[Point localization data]
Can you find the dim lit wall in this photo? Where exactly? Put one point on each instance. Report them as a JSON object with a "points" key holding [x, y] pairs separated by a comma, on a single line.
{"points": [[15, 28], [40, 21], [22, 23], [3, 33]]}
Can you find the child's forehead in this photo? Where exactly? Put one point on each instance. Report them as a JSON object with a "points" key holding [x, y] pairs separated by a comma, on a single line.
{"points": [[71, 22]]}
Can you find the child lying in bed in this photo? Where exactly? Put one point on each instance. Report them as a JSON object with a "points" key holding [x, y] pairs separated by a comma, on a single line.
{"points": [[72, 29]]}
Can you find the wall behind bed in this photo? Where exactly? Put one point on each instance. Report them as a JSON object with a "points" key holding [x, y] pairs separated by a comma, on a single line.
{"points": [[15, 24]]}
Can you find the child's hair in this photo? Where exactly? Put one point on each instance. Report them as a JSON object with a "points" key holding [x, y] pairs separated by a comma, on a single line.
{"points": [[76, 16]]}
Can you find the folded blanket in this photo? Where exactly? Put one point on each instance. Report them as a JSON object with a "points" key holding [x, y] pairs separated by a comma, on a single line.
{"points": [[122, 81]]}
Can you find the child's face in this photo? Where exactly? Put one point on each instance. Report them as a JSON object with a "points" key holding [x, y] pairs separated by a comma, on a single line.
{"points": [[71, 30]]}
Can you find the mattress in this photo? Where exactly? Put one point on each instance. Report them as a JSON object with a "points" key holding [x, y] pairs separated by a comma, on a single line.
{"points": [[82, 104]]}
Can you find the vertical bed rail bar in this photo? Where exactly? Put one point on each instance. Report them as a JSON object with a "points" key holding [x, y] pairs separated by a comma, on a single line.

## PROBLEM STATEMENT
Return all of the entries above exactly as they stand.

## YOUR RESPONSE
Can you find the dim lit wall in this photo? Where exactly? Put one point on each instance. Report them as a JSON object with a "points" key holding [x, y] pairs separated by a comma, on a single line.
{"points": [[15, 28], [40, 21], [22, 23], [3, 33]]}
Can you find the child's forehead in this photo? Where exactly? Put one point on each instance. Report them as a JSON object with a "points" key holding [x, y] pairs separated by a comma, on a single line.
{"points": [[71, 22]]}
Can you find the child lying in bed in this photo? Where exactly? Put one point on each instance. Report them as a JSON object with a "points" key holding [x, y] pairs separated by a comma, on a single line.
{"points": [[72, 29]]}
Can you find the wall behind bed in this photo? Where exactly? Put one point on each instance. Report them as a JSON object with a "points" key holding [x, y] pairs separated by a comma, on a single line.
{"points": [[15, 24]]}
Can you find the child's hair in this photo? Where exactly? Put one point on each instance. Report them as a JSON object with a "points" key holding [x, y] pairs separated by a comma, on a single line.
{"points": [[76, 16]]}
Can you find the folded blanket in this photo? Where exactly? Put one point on each instance. Report them as a JSON object with a "points" key holding [x, y] pairs separated by a comma, on a single line.
{"points": [[122, 81]]}
Can you find the child's face in this photo? Where exactly? Put one point on each instance. Report them as a JSON object with a "points" key holding [x, y] pairs separated by a comma, on a single line.
{"points": [[71, 30]]}
Can you find the mattress in this photo? Where exactly? Put one point on each instance. Report them as a JSON object with a "points" key holding [x, y] pairs separated by a comma, on a single line.
{"points": [[82, 104]]}
Can you find the vertical bed rail bar in this photo? Where exactly? Put one point on each instance. Report them as a JSON object with a "points" key holding [x, y] pairs separated by a comma, on a single line.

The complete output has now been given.